### [Deine Aufgaben]
1. Wie viele ambulante Pflegedienste gibt es laut dem Artikel über die Razzia in Augsburg?
2. Gib aus dem Artikel über die Razzia den Abschnitt von „Eine Razzia erschüttert“ bis „Mitarbeitern und Patienten.“ wortgetreu wieder.

### [Vorliegender Text]

- - -

Augsburger Allgemeine (Ausgabe Stadt)
Eine Razzia erschüttert die Pflegebranche der Stadt
Im Oktober durchkämmen Hunderte Polizisten in Augsburg rund 170 Büros und Privatadressen. Es geht um den Verdacht, dass acht Pflegedienste für einen Millionenbetrug verantwortlich sein sollen
Der 23. Oktober 2019 dürfte für die Pflegebranche der Stadt Augsburg einen Wendepunkt markieren. Gut 60 ambulante Pflegedienste gibt es in der Stadt; Unternehmen also, deren Mitarbeiter Patienten zu Hause besuchen und ihnen dort helfen. Beim Anziehen und Duschen etwa. Bei acht dieser Pflegedienste steht an jenem Morgen ein Großaufgebot der Polizei vor der Tür, die Beamten durchsuchen auch Privaträume von Geschäftsführern, Mitarbeitern und Patienten.

- - -

### [Gegebene Informationen]
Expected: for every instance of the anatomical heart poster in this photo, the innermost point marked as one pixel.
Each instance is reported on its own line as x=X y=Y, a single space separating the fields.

- - -

### [Schriftliche Antworten]
1. Gut 60.

2.
Eine Razzia erschüttert die Pflegebranche der Stadt
Im Oktober durchkämmen Hunderte Polizisten in Augsburg rund 170 Büros und Privatadressen. Es geht um den Verdacht, dass acht Pflegedienste für einen Millionenbetrug verantwortlich sein sollen
Der 23. Oktober 2019 dürfte für die Pflegebranche der Stadt Augsburg einen Wendepunkt markieren. Gut 60 ambulante Pflegedienste gibt es in der Stadt; Unternehmen also, deren Mitarbeiter Patienten zu Hause besuchen und ihnen dort helfen. Beim Anziehen und Duschen etwa. Bei acht dieser Pflegedienste steht an jenem Morgen ein Großaufgebot der Polizei vor der Tür, die Beamten durchsuchen auch Privaträume von Geschäftsführern, Mitarbeitern und Patienten.